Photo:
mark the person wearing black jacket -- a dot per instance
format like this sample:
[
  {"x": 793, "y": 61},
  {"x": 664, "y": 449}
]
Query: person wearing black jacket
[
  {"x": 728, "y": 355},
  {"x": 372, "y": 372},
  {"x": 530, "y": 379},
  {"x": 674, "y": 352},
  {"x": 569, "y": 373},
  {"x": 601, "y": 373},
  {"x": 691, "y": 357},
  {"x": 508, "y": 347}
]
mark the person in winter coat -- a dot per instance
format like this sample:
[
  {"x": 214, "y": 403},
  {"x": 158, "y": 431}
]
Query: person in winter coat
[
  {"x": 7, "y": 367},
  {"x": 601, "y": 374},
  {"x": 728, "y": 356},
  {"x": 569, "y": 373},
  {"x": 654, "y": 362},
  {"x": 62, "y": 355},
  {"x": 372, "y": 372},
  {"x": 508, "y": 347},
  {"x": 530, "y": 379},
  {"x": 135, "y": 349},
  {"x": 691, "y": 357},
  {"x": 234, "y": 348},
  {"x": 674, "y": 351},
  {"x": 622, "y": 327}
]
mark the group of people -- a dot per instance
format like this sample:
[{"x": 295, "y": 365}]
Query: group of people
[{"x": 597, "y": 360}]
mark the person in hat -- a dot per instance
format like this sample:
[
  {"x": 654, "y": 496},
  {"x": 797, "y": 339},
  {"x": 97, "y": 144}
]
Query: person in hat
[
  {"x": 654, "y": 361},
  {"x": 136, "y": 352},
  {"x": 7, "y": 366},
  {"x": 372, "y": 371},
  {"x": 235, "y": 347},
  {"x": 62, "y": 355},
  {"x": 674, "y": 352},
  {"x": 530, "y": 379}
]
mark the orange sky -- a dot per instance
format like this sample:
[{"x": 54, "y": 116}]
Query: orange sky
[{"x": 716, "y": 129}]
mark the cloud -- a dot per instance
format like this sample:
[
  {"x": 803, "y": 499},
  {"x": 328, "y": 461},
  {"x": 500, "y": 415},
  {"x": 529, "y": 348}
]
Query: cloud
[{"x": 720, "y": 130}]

→ What you have to do:
Render every line of the items above as a Markdown table with the columns Row and Line, numbering each row and leaving out blank lines.

→ Exercise response:
| Row | Line |
|---|---|
| 1 | Photo: |
| 2 | mark the person wearing black jacket -- a dot per instance |
| 3 | format like this sample: |
| 4 | [ |
| 5 |   {"x": 793, "y": 61}, |
| 6 |   {"x": 664, "y": 449} |
| 7 | ] |
| 8 | Query: person wearing black jacket |
| 9 | [ |
| 10 |   {"x": 728, "y": 355}, |
| 11 |   {"x": 372, "y": 372}, |
| 12 |   {"x": 530, "y": 379}, |
| 13 |   {"x": 674, "y": 352}, |
| 14 |   {"x": 569, "y": 373}, |
| 15 |   {"x": 601, "y": 373}, |
| 16 |   {"x": 691, "y": 357}, |
| 17 |   {"x": 508, "y": 347} |
| 18 | ] |
| 19 | mark the person in winter coat -- a dot per instance |
| 20 | format like this sample: |
| 21 | [ |
| 22 |   {"x": 214, "y": 403}, |
| 23 |   {"x": 158, "y": 431} |
| 24 | ] |
| 25 | Query: person in winter coat |
| 26 | [ |
| 27 |   {"x": 7, "y": 367}, |
| 28 |   {"x": 601, "y": 374}, |
| 29 |   {"x": 728, "y": 356}, |
| 30 |   {"x": 569, "y": 373}, |
| 31 |   {"x": 654, "y": 362}, |
| 32 |   {"x": 62, "y": 355}, |
| 33 |   {"x": 372, "y": 372}, |
| 34 |   {"x": 508, "y": 347}, |
| 35 |   {"x": 530, "y": 379}, |
| 36 |   {"x": 135, "y": 349}, |
| 37 |   {"x": 691, "y": 357}, |
| 38 |   {"x": 234, "y": 348}, |
| 39 |   {"x": 674, "y": 351}, |
| 40 |   {"x": 622, "y": 327} |
| 41 | ] |
| 42 | mark the group of people -- a dot per instance |
| 43 | format like this sample: |
| 44 | [{"x": 295, "y": 365}] |
| 45 | Query: group of people |
| 46 | [{"x": 597, "y": 360}] |
| 47 | mark the person in hat -- a dot per instance |
| 48 | format like this sample: |
| 49 | [ |
| 50 |   {"x": 654, "y": 496}, |
| 51 |   {"x": 797, "y": 339}, |
| 52 |   {"x": 97, "y": 144} |
| 53 | ] |
| 54 | Query: person in hat |
| 55 | [ |
| 56 |   {"x": 654, "y": 361}, |
| 57 |   {"x": 136, "y": 352}, |
| 58 |   {"x": 7, "y": 366}, |
| 59 |   {"x": 372, "y": 371}, |
| 60 |   {"x": 235, "y": 347}, |
| 61 |   {"x": 62, "y": 355}, |
| 62 |   {"x": 674, "y": 352}, |
| 63 |   {"x": 530, "y": 379} |
| 64 | ] |
| 65 | mark the orange sky -- a dot per instance |
| 66 | format like this sample: |
| 67 | [{"x": 54, "y": 116}] |
| 68 | Query: orange sky |
| 69 | [{"x": 716, "y": 129}] |
| 70 | mark the cloud -- a dot per instance |
| 71 | format like this sample: |
| 72 | [ |
| 73 |   {"x": 803, "y": 499}, |
| 74 |   {"x": 328, "y": 461}, |
| 75 |   {"x": 500, "y": 415}, |
| 76 |   {"x": 529, "y": 348} |
| 77 | ] |
| 78 | Query: cloud |
| 79 | [{"x": 720, "y": 130}] |